Instruction
Rewrite the records below as a Markdown table with two columns, Row and Line. Give each non-blank line its own numbered row and leave out blank lines.

A run of records:
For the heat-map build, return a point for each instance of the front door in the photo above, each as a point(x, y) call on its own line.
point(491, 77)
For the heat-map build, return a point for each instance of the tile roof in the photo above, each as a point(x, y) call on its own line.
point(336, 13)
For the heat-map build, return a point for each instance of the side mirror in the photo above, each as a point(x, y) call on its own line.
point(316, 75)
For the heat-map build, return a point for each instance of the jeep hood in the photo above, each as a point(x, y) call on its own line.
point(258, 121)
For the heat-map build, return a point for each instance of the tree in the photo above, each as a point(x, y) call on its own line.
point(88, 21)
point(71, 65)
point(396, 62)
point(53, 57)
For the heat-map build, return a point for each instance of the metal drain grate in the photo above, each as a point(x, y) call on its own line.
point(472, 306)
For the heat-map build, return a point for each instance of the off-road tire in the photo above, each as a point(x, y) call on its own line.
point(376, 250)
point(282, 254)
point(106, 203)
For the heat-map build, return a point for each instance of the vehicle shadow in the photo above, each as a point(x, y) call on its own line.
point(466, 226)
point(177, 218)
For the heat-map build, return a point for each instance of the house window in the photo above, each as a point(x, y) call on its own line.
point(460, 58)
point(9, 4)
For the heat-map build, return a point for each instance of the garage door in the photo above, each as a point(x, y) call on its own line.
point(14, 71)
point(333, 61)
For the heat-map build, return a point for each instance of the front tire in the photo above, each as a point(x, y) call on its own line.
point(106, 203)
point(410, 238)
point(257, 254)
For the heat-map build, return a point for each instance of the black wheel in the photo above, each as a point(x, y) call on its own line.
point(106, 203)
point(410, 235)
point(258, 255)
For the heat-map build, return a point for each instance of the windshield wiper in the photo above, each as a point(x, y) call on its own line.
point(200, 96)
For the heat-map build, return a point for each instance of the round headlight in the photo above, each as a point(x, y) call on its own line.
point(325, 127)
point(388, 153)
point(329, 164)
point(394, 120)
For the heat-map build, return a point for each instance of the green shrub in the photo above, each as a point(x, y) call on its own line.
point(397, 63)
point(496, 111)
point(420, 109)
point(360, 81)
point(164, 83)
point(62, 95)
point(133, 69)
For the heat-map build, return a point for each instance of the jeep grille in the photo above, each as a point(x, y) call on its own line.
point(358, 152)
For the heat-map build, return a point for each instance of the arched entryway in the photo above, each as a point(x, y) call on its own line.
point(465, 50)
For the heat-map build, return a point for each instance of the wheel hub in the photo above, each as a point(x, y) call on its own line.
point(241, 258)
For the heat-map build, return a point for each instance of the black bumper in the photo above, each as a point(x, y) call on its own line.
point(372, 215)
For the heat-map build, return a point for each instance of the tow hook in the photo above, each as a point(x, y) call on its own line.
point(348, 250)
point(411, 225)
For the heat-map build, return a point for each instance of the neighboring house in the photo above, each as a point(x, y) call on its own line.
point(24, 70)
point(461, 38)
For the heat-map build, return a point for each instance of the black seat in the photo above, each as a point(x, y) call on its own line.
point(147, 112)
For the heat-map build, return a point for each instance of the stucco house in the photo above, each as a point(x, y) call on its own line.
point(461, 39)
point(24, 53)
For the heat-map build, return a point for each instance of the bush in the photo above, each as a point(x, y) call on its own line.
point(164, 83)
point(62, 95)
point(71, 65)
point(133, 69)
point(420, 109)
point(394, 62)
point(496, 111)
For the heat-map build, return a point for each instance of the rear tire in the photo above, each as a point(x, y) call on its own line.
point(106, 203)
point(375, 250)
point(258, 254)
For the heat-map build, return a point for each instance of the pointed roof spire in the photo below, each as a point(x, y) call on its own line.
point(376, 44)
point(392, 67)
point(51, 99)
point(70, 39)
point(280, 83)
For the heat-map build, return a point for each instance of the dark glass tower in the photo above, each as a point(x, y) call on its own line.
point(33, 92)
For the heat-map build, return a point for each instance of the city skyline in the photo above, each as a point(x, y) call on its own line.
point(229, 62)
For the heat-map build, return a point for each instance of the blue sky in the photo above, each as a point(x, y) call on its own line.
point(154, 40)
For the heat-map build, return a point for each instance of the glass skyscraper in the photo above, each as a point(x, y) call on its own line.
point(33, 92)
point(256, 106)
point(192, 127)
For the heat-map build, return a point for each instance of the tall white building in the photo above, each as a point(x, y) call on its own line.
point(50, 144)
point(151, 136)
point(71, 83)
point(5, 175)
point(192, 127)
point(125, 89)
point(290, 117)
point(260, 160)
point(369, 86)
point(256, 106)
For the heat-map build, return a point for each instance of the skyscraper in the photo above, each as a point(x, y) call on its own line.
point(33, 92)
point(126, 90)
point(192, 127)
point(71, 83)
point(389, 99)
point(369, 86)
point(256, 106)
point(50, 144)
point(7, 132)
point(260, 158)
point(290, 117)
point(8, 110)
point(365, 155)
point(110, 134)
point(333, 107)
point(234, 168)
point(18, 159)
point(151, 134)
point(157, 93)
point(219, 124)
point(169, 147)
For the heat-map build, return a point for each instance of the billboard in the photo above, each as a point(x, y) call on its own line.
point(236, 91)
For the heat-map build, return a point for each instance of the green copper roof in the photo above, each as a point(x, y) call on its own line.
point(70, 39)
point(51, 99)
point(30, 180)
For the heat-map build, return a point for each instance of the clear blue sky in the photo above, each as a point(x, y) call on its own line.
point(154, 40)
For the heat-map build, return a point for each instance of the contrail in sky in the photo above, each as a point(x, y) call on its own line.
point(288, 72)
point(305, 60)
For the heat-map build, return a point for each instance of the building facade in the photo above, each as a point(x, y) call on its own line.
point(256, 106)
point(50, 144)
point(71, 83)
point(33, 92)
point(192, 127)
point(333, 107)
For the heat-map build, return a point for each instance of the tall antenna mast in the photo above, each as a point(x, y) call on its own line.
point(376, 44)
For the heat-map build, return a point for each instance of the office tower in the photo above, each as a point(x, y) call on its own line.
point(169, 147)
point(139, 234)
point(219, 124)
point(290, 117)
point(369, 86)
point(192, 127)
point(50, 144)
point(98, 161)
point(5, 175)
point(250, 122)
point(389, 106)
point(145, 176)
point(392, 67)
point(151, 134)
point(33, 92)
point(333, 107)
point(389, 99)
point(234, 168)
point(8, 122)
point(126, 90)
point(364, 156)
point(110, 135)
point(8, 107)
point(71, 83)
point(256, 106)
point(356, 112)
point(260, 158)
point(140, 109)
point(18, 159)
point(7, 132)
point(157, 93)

Task output
| Row | Line |
|---|---|
| 1 | For the heat-map build, return a point for each instance of the front door in the photo above, each as a point(x, y) call on its own line. |
| 2 | point(491, 77) |
| 3 | For the heat-map build, return a point for each instance of the tile roof in the photo above, each as a point(x, y) call on its own line. |
| 4 | point(336, 13) |
| 5 | For the heat-map build, return a point for each instance of the side mirror in the photo above, each as a point(x, y) call on its own line. |
| 6 | point(316, 75) |
| 7 | For the heat-map build, return a point for each instance of the jeep hood in the photo above, each as a point(x, y) call on its own line. |
| 8 | point(258, 121) |
| 9 | For the heat-map build, return a point for each instance of the tree in the photo above, each as a point(x, y) call on its own line. |
| 10 | point(88, 21) |
| 11 | point(71, 65) |
| 12 | point(396, 62) |
| 13 | point(53, 57) |
| 14 | For the heat-map build, return a point for each instance of the metal drain grate in the photo above, each as a point(x, y) call on its own line. |
| 15 | point(472, 306) |
| 16 | For the heat-map build, return a point for each instance of the off-road tire in the photo above, each as a point(x, y) call on its own line. |
| 17 | point(376, 250) |
| 18 | point(282, 254) |
| 19 | point(106, 203) |
| 20 | For the heat-map build, return a point for each instance of the vehicle shadow in the photo above, each as a point(x, y) call on its own line. |
| 21 | point(466, 226) |
| 22 | point(177, 218) |
| 23 | For the heat-map build, return a point for each instance of the house window in the photo above, each as a point(x, y) call on its own line. |
| 24 | point(460, 58) |
| 25 | point(9, 4) |
| 26 | For the heat-map build, return a point for each instance of the garage door in the photo above, each as a point(x, y) call on its own line. |
| 27 | point(14, 71) |
| 28 | point(333, 61) |
| 29 | For the heat-map build, return a point for each instance of the front tire in the photo above, each as a point(x, y) call on its own line. |
| 30 | point(106, 203) |
| 31 | point(410, 238) |
| 32 | point(257, 254) |
| 33 | For the heat-map build, return a point for each instance of the black wheel in the photo above, each as a point(x, y) call on its own line. |
| 34 | point(106, 203) |
| 35 | point(410, 235) |
| 36 | point(258, 255) |
| 37 | For the heat-map build, return a point for each instance of the windshield wiper in the photo above, each as a point(x, y) call on its own line. |
| 38 | point(200, 96) |
| 39 | For the heat-map build, return a point for each instance of the round headlight in the photo above, each as a point(x, y) call on its own line. |
| 40 | point(325, 127) |
| 41 | point(388, 153) |
| 42 | point(329, 164) |
| 43 | point(394, 120) |
| 44 | For the heat-map build, return a point for each instance of the green shrub in the photo above, each as a point(x, y) call on its own line. |
| 45 | point(397, 63) |
| 46 | point(496, 111) |
| 47 | point(420, 109) |
| 48 | point(360, 81) |
| 49 | point(164, 83) |
| 50 | point(62, 95) |
| 51 | point(133, 69) |
| 52 | For the heat-map build, return a point for each instance of the jeep grille in the photo above, each as a point(x, y) call on its own line. |
| 53 | point(358, 152) |
| 54 | For the heat-map build, return a point for each instance of the arched entryway in the photo above, each as a point(x, y) call on its own line. |
| 55 | point(465, 50) |
| 56 | For the heat-map build, return a point for each instance of the wheel hub in the photo above, each as a point(x, y) call on its own line. |
| 57 | point(241, 258) |
| 58 | For the heat-map build, return a point for each instance of the black bumper in the photo above, each as a point(x, y) call on its own line. |
| 59 | point(372, 215) |
| 60 | For the heat-map build, return a point for each instance of the tow hook in the photo above, each as a point(x, y) call on its own line. |
| 61 | point(348, 250) |
| 62 | point(411, 225) |
| 63 | For the heat-map build, return a point for each instance of the neighboring house in the photo above, each as a point(x, y) call on its own line. |
| 64 | point(24, 70) |
| 65 | point(461, 38) |
| 66 | For the heat-map build, return a point for each instance of the black seat in the photo above, each as a point(x, y) call on its own line. |
| 67 | point(147, 112) |
| 68 | For the heat-map build, return a point for each instance of the stucco house in the photo above, each as a point(x, y) call on its own line. |
| 69 | point(461, 39) |
| 70 | point(24, 53) |
| 71 | For the heat-map build, return a point for each instance of the bush in the photo above, each as a point(x, y) call on its own line. |
| 72 | point(164, 83) |
| 73 | point(62, 95) |
| 74 | point(71, 65) |
| 75 | point(133, 69) |
| 76 | point(420, 109) |
| 77 | point(394, 62) |
| 78 | point(496, 111) |
| 79 | For the heat-map build, return a point for each instance of the rear tire in the photo above, each as a point(x, y) call on its own line. |
| 80 | point(106, 203) |
| 81 | point(375, 250) |
| 82 | point(258, 254) |
| 83 | For the heat-map build, return a point for each instance of the pointed roof spire in the photo below, each as a point(x, y) call on its own line. |
| 84 | point(376, 44) |
| 85 | point(392, 67) |
| 86 | point(51, 99) |
| 87 | point(70, 39) |
| 88 | point(280, 83) |
| 89 | For the heat-map build, return a point for each instance of the dark glass tower in the photo above, each as a point(x, y) call on its own line. |
| 90 | point(33, 92) |
| 91 | For the heat-map build, return a point for each instance of the city skyline in the photo above, each as a point(x, y) call on its own line. |
| 92 | point(229, 62) |
| 93 | For the heat-map build, return a point for each instance of the blue sky in the photo above, each as a point(x, y) call on its own line. |
| 94 | point(154, 40) |
| 95 | For the heat-map build, return a point for each instance of the glass skyscraper in the photo above, each as a point(x, y) call on its own line. |
| 96 | point(33, 92) |
| 97 | point(256, 106) |
| 98 | point(192, 127) |
| 99 | For the heat-map build, return a point for each instance of the tall white building in the photo above, each as a point(x, y) call on its own line. |
| 100 | point(50, 144) |
| 101 | point(151, 136) |
| 102 | point(71, 83) |
| 103 | point(5, 175) |
| 104 | point(192, 127) |
| 105 | point(125, 89) |
| 106 | point(290, 117) |
| 107 | point(260, 160) |
| 108 | point(369, 86) |
| 109 | point(256, 106) |
| 110 | For the heat-map build, return a point for each instance of the skyscraper in the photo above, each as a point(x, y) call on its own line. |
| 111 | point(33, 92) |
| 112 | point(126, 90) |
| 113 | point(192, 127) |
| 114 | point(71, 83) |
| 115 | point(389, 99) |
| 116 | point(369, 86) |
| 117 | point(256, 106) |
| 118 | point(50, 144) |
| 119 | point(7, 132) |
| 120 | point(260, 158) |
| 121 | point(290, 117) |
| 122 | point(8, 110) |
| 123 | point(365, 155) |
| 124 | point(110, 134) |
| 125 | point(333, 107) |
| 126 | point(234, 168) |
| 127 | point(18, 159) |
| 128 | point(151, 134) |
| 129 | point(157, 93) |
| 130 | point(219, 124) |
| 131 | point(169, 147) |
| 132 | For the heat-map build, return a point for each instance of the billboard in the photo above, each as a point(x, y) call on its own line. |
| 133 | point(236, 91) |
| 134 | For the heat-map build, return a point for each instance of the green copper roof in the photo above, each as a point(x, y) call on its own line. |
| 135 | point(70, 39) |
| 136 | point(51, 99) |
| 137 | point(30, 180) |
| 138 | For the heat-map build, return a point for each instance of the clear blue sky in the photo above, each as a point(x, y) call on its own line. |
| 139 | point(154, 40) |
| 140 | For the heat-map build, return a point for each instance of the contrail in sky in the photo above, each as a point(x, y) call on its own line. |
| 141 | point(288, 72) |
| 142 | point(305, 60) |
| 143 | For the heat-map build, return a point for each instance of the building facade in the photo above, each as a point(x, y) call on its own line. |
| 144 | point(256, 106) |
| 145 | point(50, 144) |
| 146 | point(71, 83) |
| 147 | point(33, 92) |
| 148 | point(192, 127) |
| 149 | point(333, 107) |
| 150 | For the heat-map build, return a point for each instance of the tall antenna mast in the photo above, each as a point(x, y) call on its own line. |
| 151 | point(376, 44) |
| 152 | For the heat-map build, return a point for each instance of the office tower in the photo above, each as a point(x, y) call on its own line. |
| 153 | point(169, 147) |
| 154 | point(139, 234) |
| 155 | point(219, 124) |
| 156 | point(290, 117) |
| 157 | point(369, 86) |
| 158 | point(192, 127) |
| 159 | point(50, 144) |
| 160 | point(98, 161) |
| 161 | point(5, 175) |
| 162 | point(250, 122) |
| 163 | point(389, 106) |
| 164 | point(145, 176) |
| 165 | point(392, 67) |
| 166 | point(151, 134) |
| 167 | point(33, 92) |
| 168 | point(333, 107) |
| 169 | point(389, 99) |
| 170 | point(234, 168) |
| 171 | point(8, 122) |
| 172 | point(126, 90) |
| 173 | point(364, 156) |
| 174 | point(110, 135) |
| 175 | point(8, 107) |
| 176 | point(71, 83) |
| 177 | point(256, 106) |
| 178 | point(356, 112) |
| 179 | point(260, 158) |
| 180 | point(140, 109) |
| 181 | point(18, 159) |
| 182 | point(7, 132) |
| 183 | point(157, 93) |